• Travail demandé:
(A) Reformulez sous forme de liste le paragraphe du texte cité qui commence par « Au cours de ces dernières années », en gardant ses faits principaux.
(B) Recopiez sans aucune modification le passage du texte cité qui commence à « Le débat sur » et se termine à « vierge de diplômes. ».
(C) Traduisez en anglais cette phrase du texte cité : « Très peu de politiciens haïtiens sont armés d’une formation en rapport avec leur position. »

• Texte cité:
◆ ◆ ◆ ◆
Faudrait-il des diplômes d’études supérieures
pour faire
de la politique en Haïti ?
Au cours de ces dernières années, la
dignité des fonctions politiques est de plus en plus discréditée en Haïti.
L’éminence des postes correspond de moins en moins au profil des personnalités
qui s’affrontent dans l’arène politique. Très peu de politiciens haïtiens sont
armés d’une formation en rapport avec leur position. Les bévues, les
maladresses, les incompétences de parlementaires et de ministres, voire la
dérogeance et le manque de protocole au niveau de la présidence, interpellent
l’ensemble de la communauté haïtienne.
Le débat sur les
qualités et les qualifications nécessaires à l’entrée sur la scène politique
est soulevé avec une grande acuité. Certains rejoignent la logique
adéquationniste qui requiert que l’occupation d’un poste implique les
acquisitions cognitives appropriées. D’autres font remarquer que ceux qui
réussissent leur vie aujourd’hui, et particulièrement dans le monde politique,
sont des gens très peu diplômés ou des gens dont le CV est vierge de diplômes.
Cette portion de la communauté partage la logique de l’entregent, de la
débrouillardise et du savoir-faire qui prévaut dans les pays anglo-saxons où une
plus large considération est accordée à l’expérience, à l’esprit d’initiative
de la personne. Cependant, même dans ces pays, les années d’expérience et de
succès professionnel ne se substituent pas à la valeur des diplômes d’études.
Ceux qui souhaitent promouvoir leur carrière sont contraints d’entreprendre des
études ou d’enchainer des formations diplômantes.
Ainsi, la discussion demeure ouverte, à
savoir si la politique exige des études spécifiques. Faut-il des diplômes
d’études supérieures pour faire de la politique en Haïti ? Un plus grand
nombre de « politiciens professionnels » serait-il un garant de
bonne gouvernance en Haïti ?
◆ ◆ ◆ ◆
• Informations affichées:
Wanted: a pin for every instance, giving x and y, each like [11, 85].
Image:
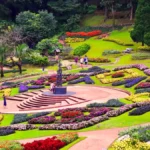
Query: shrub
[71, 114]
[144, 48]
[6, 131]
[118, 42]
[109, 103]
[47, 144]
[140, 56]
[68, 137]
[18, 118]
[81, 50]
[142, 90]
[42, 120]
[110, 52]
[140, 133]
[10, 145]
[117, 75]
[140, 111]
[130, 144]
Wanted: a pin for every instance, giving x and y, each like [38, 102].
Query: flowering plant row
[117, 75]
[73, 40]
[42, 120]
[138, 66]
[47, 144]
[86, 34]
[143, 85]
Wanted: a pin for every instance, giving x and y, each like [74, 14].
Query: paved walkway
[91, 93]
[96, 140]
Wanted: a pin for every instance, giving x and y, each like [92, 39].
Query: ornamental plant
[47, 144]
[81, 50]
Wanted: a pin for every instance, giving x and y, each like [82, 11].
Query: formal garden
[75, 75]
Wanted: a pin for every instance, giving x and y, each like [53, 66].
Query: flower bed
[10, 145]
[138, 66]
[18, 118]
[6, 131]
[68, 137]
[147, 72]
[143, 85]
[134, 82]
[36, 87]
[99, 60]
[74, 126]
[22, 127]
[117, 75]
[109, 103]
[142, 90]
[71, 114]
[42, 120]
[84, 34]
[74, 40]
[118, 41]
[47, 144]
[140, 111]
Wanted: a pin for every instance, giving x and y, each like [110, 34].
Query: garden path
[96, 140]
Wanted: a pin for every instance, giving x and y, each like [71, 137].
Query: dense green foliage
[141, 32]
[81, 50]
[37, 25]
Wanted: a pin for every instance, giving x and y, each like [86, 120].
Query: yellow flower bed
[68, 137]
[130, 144]
[106, 81]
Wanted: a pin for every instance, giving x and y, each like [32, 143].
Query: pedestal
[60, 90]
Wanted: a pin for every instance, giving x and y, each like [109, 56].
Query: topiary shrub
[81, 50]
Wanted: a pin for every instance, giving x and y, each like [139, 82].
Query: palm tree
[2, 58]
[20, 52]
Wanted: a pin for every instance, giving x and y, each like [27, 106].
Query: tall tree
[141, 29]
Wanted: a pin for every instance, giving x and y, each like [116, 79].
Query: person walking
[85, 60]
[76, 59]
[4, 99]
[81, 62]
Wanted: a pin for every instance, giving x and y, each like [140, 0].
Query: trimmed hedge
[109, 103]
[140, 111]
[81, 50]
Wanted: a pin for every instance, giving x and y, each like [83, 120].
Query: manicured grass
[7, 119]
[73, 143]
[121, 121]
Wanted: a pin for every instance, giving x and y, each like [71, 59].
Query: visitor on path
[52, 87]
[76, 59]
[81, 62]
[85, 60]
[4, 99]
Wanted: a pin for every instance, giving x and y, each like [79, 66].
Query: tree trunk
[131, 11]
[1, 68]
[113, 15]
[106, 13]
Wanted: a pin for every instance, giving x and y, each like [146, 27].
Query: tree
[2, 58]
[141, 29]
[37, 26]
[20, 52]
[48, 46]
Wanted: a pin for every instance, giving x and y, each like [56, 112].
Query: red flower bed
[143, 85]
[87, 34]
[71, 114]
[117, 75]
[47, 144]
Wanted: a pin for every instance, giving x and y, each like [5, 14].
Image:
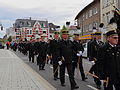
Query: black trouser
[31, 55]
[41, 61]
[55, 69]
[70, 73]
[110, 85]
[80, 67]
[94, 69]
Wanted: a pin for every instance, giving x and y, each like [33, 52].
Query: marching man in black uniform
[66, 53]
[54, 53]
[94, 46]
[109, 61]
[77, 57]
[31, 50]
[42, 53]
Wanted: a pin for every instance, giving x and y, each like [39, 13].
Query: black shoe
[55, 78]
[58, 78]
[98, 87]
[63, 85]
[75, 87]
[84, 79]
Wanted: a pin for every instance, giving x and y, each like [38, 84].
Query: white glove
[102, 82]
[93, 62]
[78, 54]
[60, 62]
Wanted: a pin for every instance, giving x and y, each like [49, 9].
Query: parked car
[85, 50]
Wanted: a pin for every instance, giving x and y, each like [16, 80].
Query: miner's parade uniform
[77, 56]
[94, 46]
[37, 46]
[109, 62]
[54, 53]
[42, 53]
[66, 53]
[31, 49]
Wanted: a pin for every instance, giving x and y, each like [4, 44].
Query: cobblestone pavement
[16, 75]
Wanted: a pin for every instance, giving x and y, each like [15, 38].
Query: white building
[107, 10]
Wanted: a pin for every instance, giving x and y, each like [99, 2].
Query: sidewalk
[16, 75]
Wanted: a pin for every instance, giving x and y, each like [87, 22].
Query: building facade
[88, 18]
[28, 28]
[107, 11]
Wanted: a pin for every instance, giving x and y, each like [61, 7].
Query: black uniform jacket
[94, 46]
[109, 62]
[54, 49]
[66, 50]
[77, 46]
◆ ◆ ◆ ◆
• Résultats attendus:
(A)
- Depuis quelques années, la dignité des fonctions politiques est de plus en plus discréditée en Haïti.
- Le profil des personnalités en lice correspond de moins en moins à l'éminence des postes.
- Très peu de politiciens haïtiens ont une formation en rapport avec leur position.
- Les bévues, maladresses et incompétences de parlementaires et de ministres, ainsi que la dérogeance et le manque de protocole à la présidence, interpellent toute la communauté haïtienne.

(B)
Le débat sur les
qualités et les qualifications nécessaires à l’entrée sur la scène politique
est soulevé avec une grande acuité. Certains rejoignent la logique
adéquationniste qui requiert que l’occupation d’un poste implique les
acquisitions cognitives appropriées. D’autres font remarquer que ceux qui
réussissent leur vie aujourd’hui, et particulièrement dans le monde politique,
sont des gens très peu diplômés ou des gens dont le CV est vierge de diplômes.

(C) Very few Haitian politicians are equipped with training suited to their position.